CSE 546, Autumn 2017

Project Ideas

fMRI Brain Imaging

Brain scans were taken of a subject in the process of a word reading task. We want to be able to predict what word the participant is reading based off of the activation patterns in their brain. To do this, we have 218 semantic features for each word in our dictionary (where each feature is a rating from 1-5 answering a question such as "Is it an animal?"). Thus, we can use the fMRI image to predict the semantic features of the word, and then use our dictionary to find our best guess as to which word it is. In this way, we can predict words without ever having seen them in our training set.

Data: fmri.zip (See 3.3.3 of this homework from last quarter's Big Data class for a description of the dataset
Task: Given an image and two candidate words, predict which of those words was being read by the subject.
Background: CMU Background

Job Salary Prediction

This is another task taken from a Kaggle competition. Given an advertisement for a job opening, the goal is to predict the starting salary for the job being posted. Much of the data about the ads is unstructured text (like the ad content itself), but some structured data is given as well. A tree of the geographic relationships between the job locations is also provided. This task is similar to the running example in lecture of predicting starting salary, and has real-world usefulness to the company that posted the problem.

> _INFORMATION PROVIDED_

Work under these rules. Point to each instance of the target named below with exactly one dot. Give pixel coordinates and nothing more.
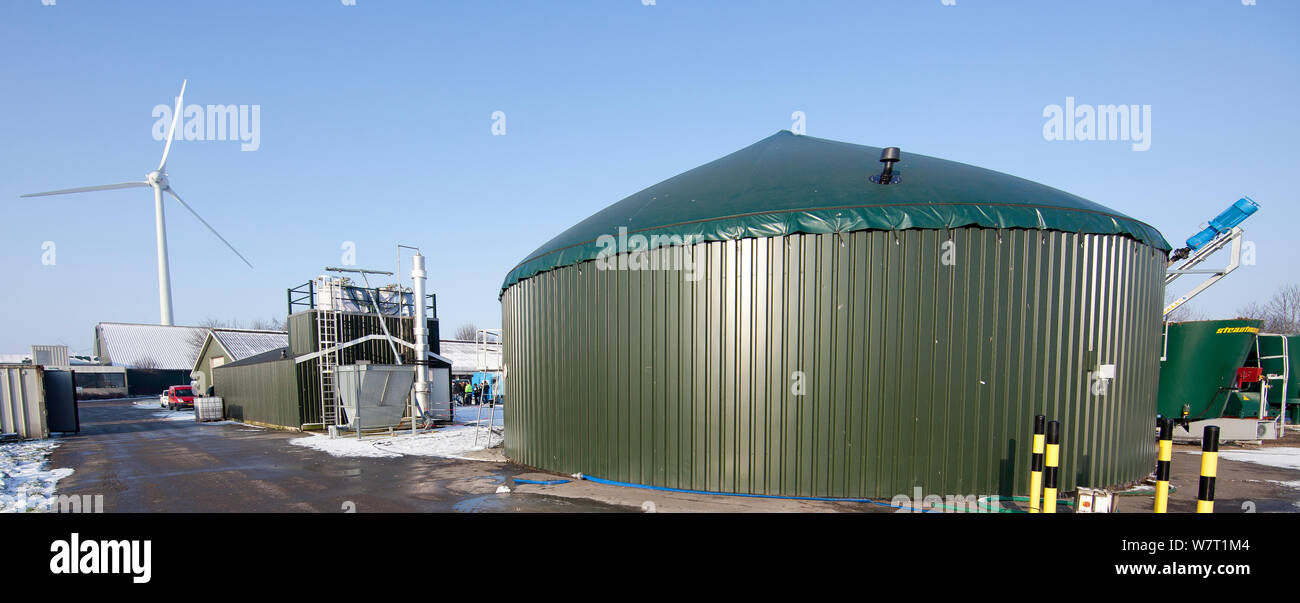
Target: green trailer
(1197, 371)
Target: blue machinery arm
(1221, 231)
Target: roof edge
(922, 216)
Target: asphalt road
(143, 463)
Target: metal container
(375, 393)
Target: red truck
(180, 395)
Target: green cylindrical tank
(787, 325)
(1200, 365)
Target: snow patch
(451, 442)
(26, 484)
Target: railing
(303, 296)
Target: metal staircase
(326, 337)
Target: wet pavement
(141, 460)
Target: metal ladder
(1283, 377)
(326, 337)
(484, 351)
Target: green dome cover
(791, 183)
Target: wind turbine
(159, 182)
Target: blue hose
(611, 482)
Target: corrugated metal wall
(22, 400)
(264, 393)
(915, 373)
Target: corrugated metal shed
(241, 343)
(147, 346)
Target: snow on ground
(453, 442)
(25, 482)
(1279, 456)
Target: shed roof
(791, 183)
(463, 355)
(147, 346)
(241, 343)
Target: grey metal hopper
(380, 389)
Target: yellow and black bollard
(1209, 468)
(1049, 472)
(1162, 460)
(1036, 464)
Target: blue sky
(376, 128)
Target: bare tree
(267, 325)
(466, 332)
(1281, 313)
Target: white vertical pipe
(421, 337)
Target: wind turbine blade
(169, 191)
(89, 189)
(170, 133)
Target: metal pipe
(421, 337)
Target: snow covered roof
(463, 356)
(147, 346)
(241, 343)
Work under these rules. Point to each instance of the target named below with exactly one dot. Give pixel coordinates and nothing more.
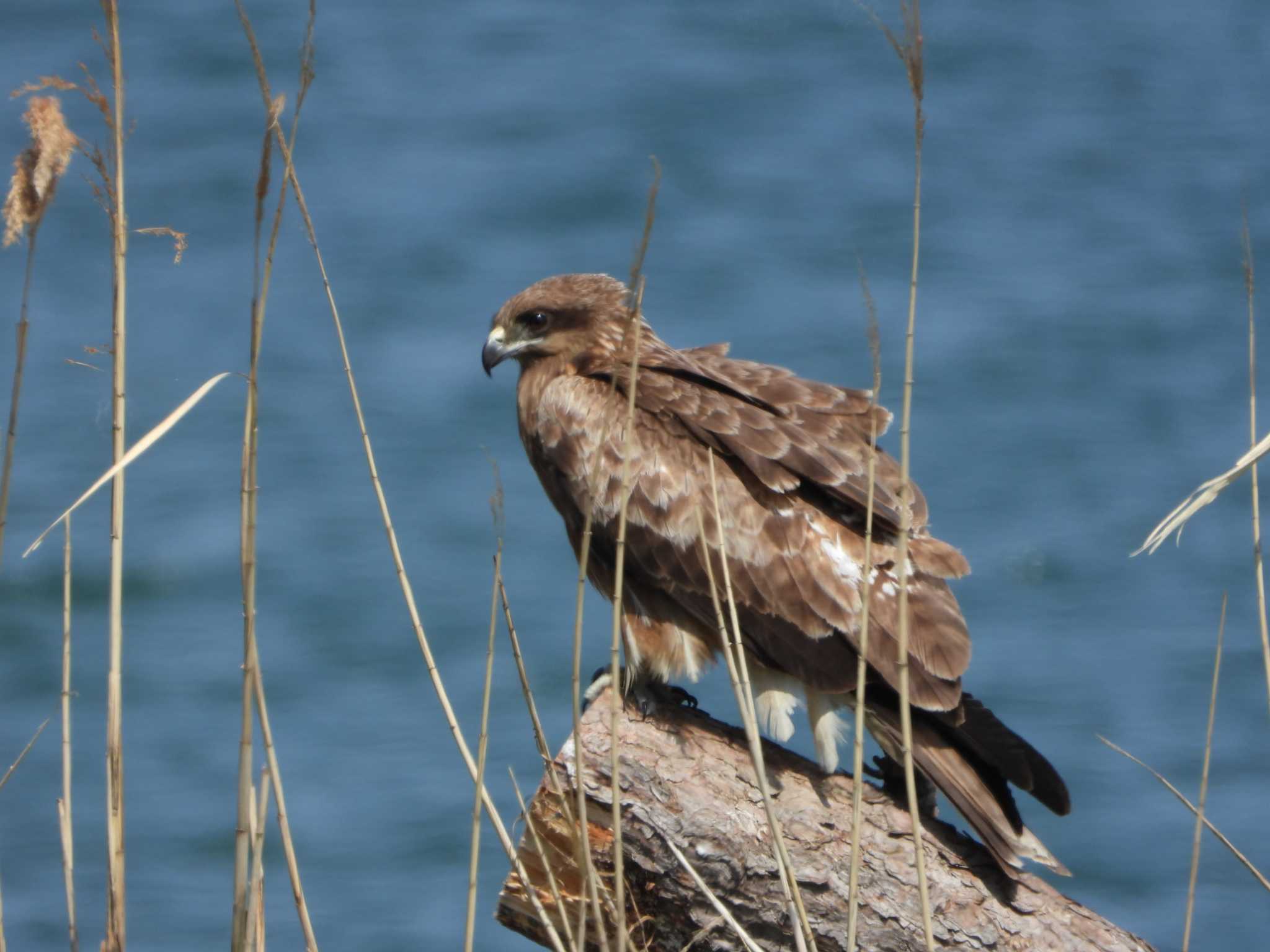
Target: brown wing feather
(794, 569)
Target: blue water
(1081, 364)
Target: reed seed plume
(37, 168)
(179, 239)
(31, 191)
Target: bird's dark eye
(534, 320)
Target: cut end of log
(687, 780)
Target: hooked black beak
(494, 352)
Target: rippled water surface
(1081, 363)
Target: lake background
(1081, 364)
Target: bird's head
(564, 316)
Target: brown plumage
(791, 462)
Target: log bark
(687, 778)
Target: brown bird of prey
(791, 470)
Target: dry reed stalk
(64, 803)
(540, 738)
(615, 651)
(738, 673)
(1250, 287)
(539, 847)
(283, 823)
(1203, 783)
(116, 917)
(407, 589)
(585, 863)
(483, 743)
(248, 514)
(251, 451)
(4, 781)
(37, 170)
(255, 895)
(1199, 498)
(140, 447)
(25, 751)
(540, 741)
(910, 52)
(1248, 863)
(865, 593)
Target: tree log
(687, 778)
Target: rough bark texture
(687, 778)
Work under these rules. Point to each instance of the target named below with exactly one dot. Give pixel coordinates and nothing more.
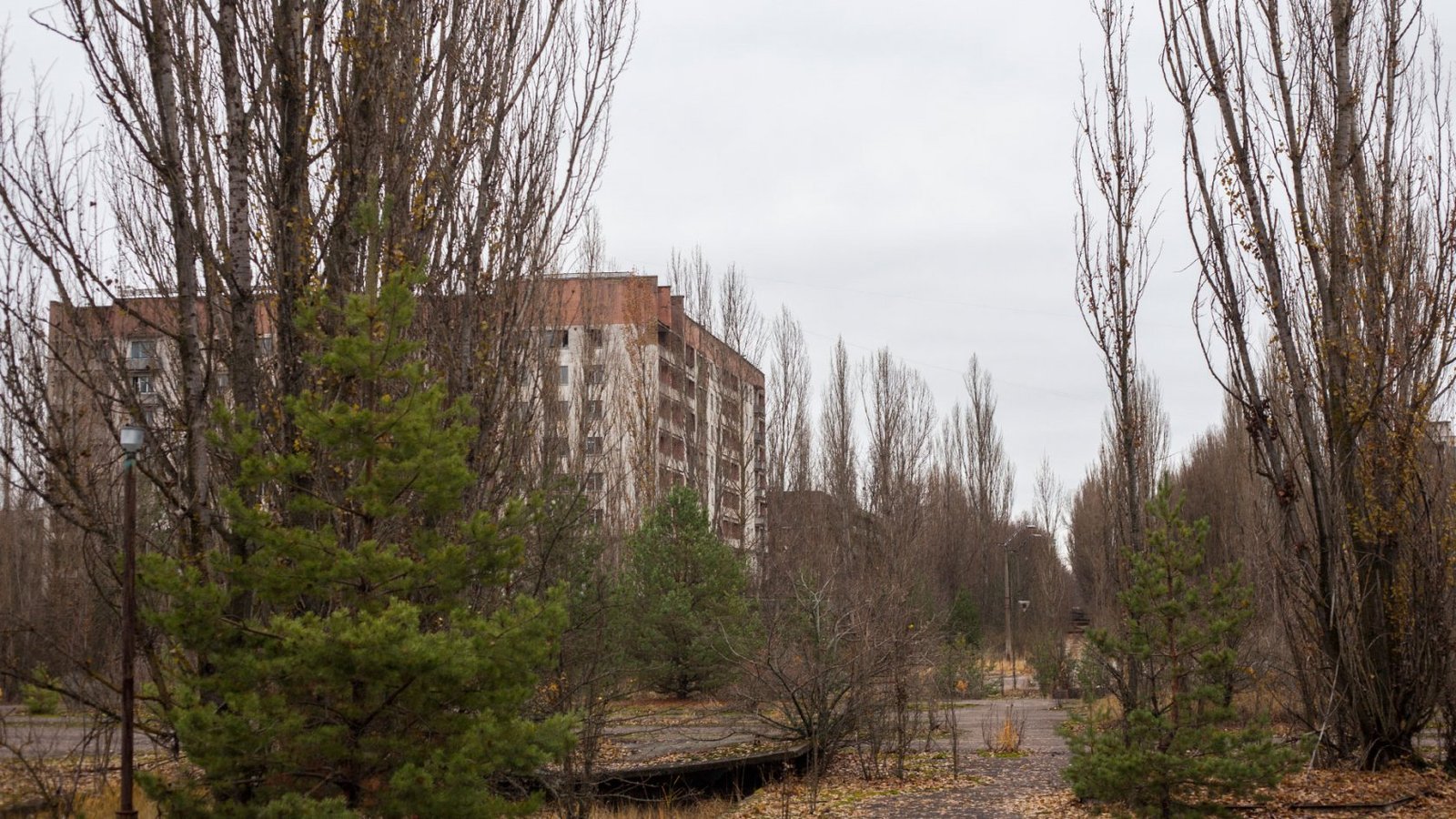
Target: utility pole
(131, 440)
(1011, 651)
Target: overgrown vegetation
(382, 669)
(686, 592)
(1172, 743)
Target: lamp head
(133, 438)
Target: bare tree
(258, 160)
(1318, 167)
(790, 382)
(1113, 259)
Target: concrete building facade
(645, 398)
(632, 395)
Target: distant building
(633, 395)
(647, 398)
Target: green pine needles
(356, 652)
(684, 599)
(1174, 743)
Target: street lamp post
(131, 440)
(1011, 651)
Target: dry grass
(703, 809)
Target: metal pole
(128, 632)
(1006, 559)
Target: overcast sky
(900, 174)
(895, 174)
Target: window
(142, 349)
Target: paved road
(1004, 782)
(36, 738)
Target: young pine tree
(1178, 745)
(684, 591)
(349, 665)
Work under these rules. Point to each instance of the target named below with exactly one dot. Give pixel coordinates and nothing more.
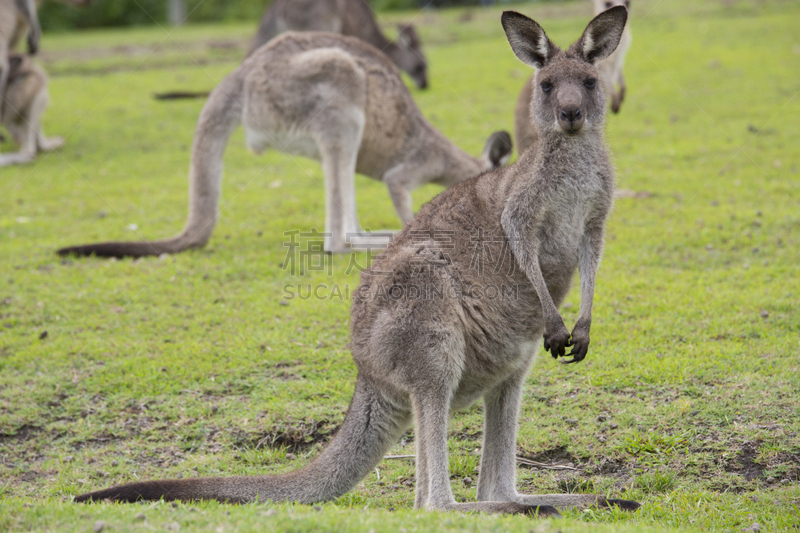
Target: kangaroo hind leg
(43, 143)
(434, 383)
(497, 480)
(338, 137)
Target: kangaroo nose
(571, 114)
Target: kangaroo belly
(286, 141)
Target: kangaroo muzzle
(571, 119)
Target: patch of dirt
(744, 463)
(22, 434)
(613, 467)
(295, 437)
(555, 455)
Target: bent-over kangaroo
(328, 97)
(15, 14)
(432, 328)
(610, 74)
(25, 100)
(348, 17)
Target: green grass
(191, 366)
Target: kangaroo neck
(556, 151)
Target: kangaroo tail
(219, 118)
(372, 425)
(177, 95)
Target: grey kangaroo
(15, 14)
(348, 17)
(610, 75)
(25, 100)
(328, 97)
(426, 334)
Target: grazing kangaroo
(348, 17)
(610, 74)
(328, 97)
(14, 13)
(426, 334)
(25, 100)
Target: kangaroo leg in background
(338, 136)
(43, 143)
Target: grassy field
(199, 364)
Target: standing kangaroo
(25, 100)
(347, 17)
(610, 75)
(328, 97)
(426, 334)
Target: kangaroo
(12, 12)
(610, 76)
(427, 335)
(25, 100)
(328, 97)
(348, 17)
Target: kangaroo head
(602, 5)
(567, 94)
(410, 57)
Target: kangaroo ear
(527, 39)
(601, 37)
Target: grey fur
(425, 335)
(347, 17)
(25, 100)
(611, 76)
(329, 97)
(15, 13)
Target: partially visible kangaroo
(348, 17)
(610, 74)
(427, 335)
(328, 97)
(25, 100)
(11, 12)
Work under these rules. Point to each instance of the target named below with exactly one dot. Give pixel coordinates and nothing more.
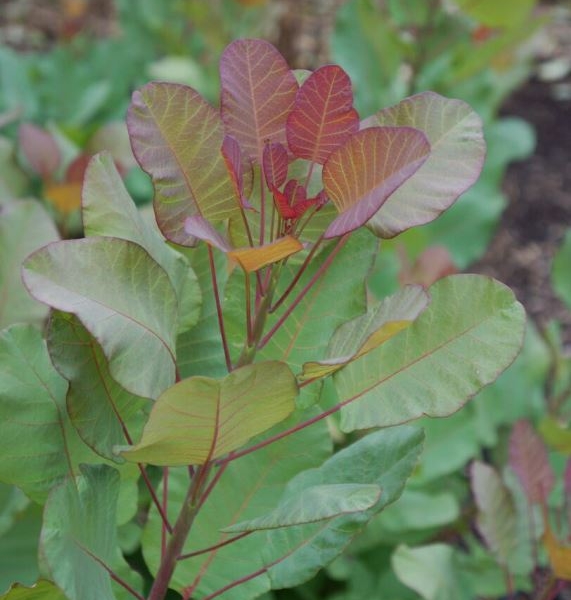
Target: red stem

> _SET TASKS_
A. From the CSE 546 project ideas text, reproduce word for word the part that opens with the words containing "Brain scans were" and closes with "our training set.".
B. According to the CSE 546 project ideas text, how many semantic features does the fMRI project have for each word in its dictionary?
C. Write what comes next in the CSE 546 project ideas text, starting after its last sentence.

> _ANSWER SET_
A.
Brain scans were taken of a subject in the process of a word reading task. We want to be able to predict what word the participant is reading based off of the activation patterns in their brain. To do this, we have 218 semantic features for each word in our dictionary (where each feature is a rating from 1-5 answering a question such as "Is it an animal?"). Thus, we can use the fMRI image to predict the semantic features of the word, and then use our dictionary to find our best guess as to which word it is. In this way, we can predict words without ever having seen them in our training set.

B. 218 semantic features.

C.
Data: Kaggle Dataset
Task: Predict a salary from a job posting
Background: Kaggle Description

Eigenfaces

The goal of this task is to learn how to recognize faces. We have a set of pictures of 20 people in various directions and expressions, some of which have sunglasses. One major problem with image data is that our input features are individual pixels, which are high-dimensional but not terribly meaningful in isolation. Using PCA, we can decompose our images into eigenvectors, which are linear combinations of pixels (nicknamed "eigenfaces"). Students can explore different classification tasks, from determining the presence of sunglasses to identifying individuals.

Data: Faces Directory
Task: Classify images of faces
Background: .PGM format specification

Student Performance Prediction

Predict student performance on mathematical problems from logs of student interaction. Create a model that deals with challenges of sparsity, temporality, and selection bias. This project was the KDD Cup 2010.

Data: Kdd cup 2010
Task: Predict student performance
Background: Kdd cup 2010

Noisy data

Explore solutions to high dimensionality and irrelevant features. This dataset contains features from a bag-of-words model for Reuters news articles. There are 20,000 features, half of which were added solely to make learning harder. Determine whether each article is about a particular topic.

Data: Dexter dataset
Task: Classify documents into topics.
Background: Dexter description

Coordinate Descent

Examine ways to smartly choose coordinates to update. One possibility is clustering. This project could potentially present some theory to motivate an approach.

Data: You'd have to get a dataset.
Task: Speed up coordinate descent.
Background: JMLR NIPS

Ensemble Learning

For Yelp competition, train multiple models to predict the number of upvotes for a review. Combine the models into a single prediction using ensemble methods, and compare your results on the public leaderboard.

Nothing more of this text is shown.